Hsu says banks and AI companies should share responsibility for model errors

Img

Michael Hsu, acting director of the Office of the Comptroller of the Currency, said in a speech Thursday that AI providers and their customers — including banks — should share responsibility for any errors that arise from reliance on AI models.
Bloomberg News

WASHINGTON — Acting Comptroller of the Currency Michael Hsu on Thursday said artificial intelligence providers and end-users like banks should develop a framework of shared responsibility for errors that stem from adoption of AI models. 

"In the cloud computing context, the 'shared responsibility model' allocates operations, maintenance, and security responsibilities to customers and cloud service providers depending on the service a customer selects," he said. "A similar framework could be developed for AI."

Hsu said the U.S. Artificial Intelligence Safety Institute — a department of the National Institute of Standards and Technology that was created late last year — may be the appropriate agency to take up the task of hammering out the details of such a shared-responsibility framework.

The statements came in a speech before the 2024 Conference on Artificial Intelligence and Financial Stability hosted jointly by the Financial Stability Oversight Council and the Brookings Institution. Hsu remarks came only hours after the Treasury Department issued a request for information from the public on risks and potential benefits of AI. The agency says it is hoping to better understand how AI's risks can be mitigated while harnessing its potential to streamline processes and promote economic inclusion. 

As the financial industry's interest in artificial intelligence and machine learning grows, banking regulators have been trying to better understandthe potential risks and benefits of the technology

Hsu likened AI's adoption in the financial sector to the trajectory of electronic trading 20 years ago, whereby the technology begins as a novelty, then becomes a more trusted tool before emerging as an agent in its own right. In AI's case, Hsu said, the technology will provide information to firms, then it will assist firms in making operations faster and more efficient before it ultimately will graduate to autonomously executing tasks. 

He said that banks need to be wary of the steep escalation of risk involved as they progress through these stages. Establishing safeguards — or "gates" — between each stage will be essential to ensure that firms can pause and evaluate AI's role before that role is expanded.

- **Data**
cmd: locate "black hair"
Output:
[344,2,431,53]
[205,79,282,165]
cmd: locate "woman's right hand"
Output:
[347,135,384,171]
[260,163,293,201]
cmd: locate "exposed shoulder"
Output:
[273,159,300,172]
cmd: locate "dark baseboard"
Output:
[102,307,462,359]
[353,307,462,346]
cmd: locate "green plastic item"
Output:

* * *

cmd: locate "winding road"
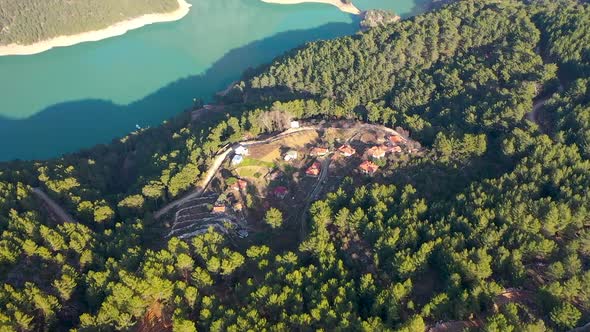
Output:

- **Exercise details**
Pick up the article about Hsu's AI speech right after its last sentence and write the next part. The material plays no part here.

- **Result below**
"Before opening a gate and pursuing the next phase of development, banks should ensure that proper controls are in place and accountability is clearly established," Hsu said. "We expect banks to use controls commensurate with a bank's risk exposures, its business activities and the complexity and extent of its model use."

Hsu also touched on the financial stability risks of AI, saying the emerging technology is significantly increasing the ability of bad actors to implement increasingly sophisticated attacks and scams. And while firms may be impatient to adopt a technology that promises enhanced efficiency and profitability, Hsu noted that consumers appear willing to endure some inefficiency in the name of safety and security.

"Say an AI agent … concludes that to maximize stock returns, it should take short positions in a set of banks and spread information to prompt runs and destabilize them," he said. "This financial scenario seems uncomfortably plausible given the state of today's markets and technology."

Hsu said firms should also be wary of the potential for AI to expand their liabilities as well as their efficiency, citing a case in Canada whereby a chatbot gave a customer incorrect information about how to obtain a bereavement fare and the airline employing the chatbot was ultimately held liable for the error.  

AI systems are harder to hold accountable compared to company websites or staff, Hsu said, since AI's complex and often opaque nature makes it hard to pinpoint responsibility and fix errors. That same principle is present when it comes to using AI to assist in credit underwriting; consumers denied by AI might question the fairness of such decisions, Hsu said.

"With AI, it is easier to disclaim responsibility for bad outcomes than with any other technology in recent memory," he said. "Trust not only sits at the heart of banking, it is likely the limiting factor to AI adoption and use more generally."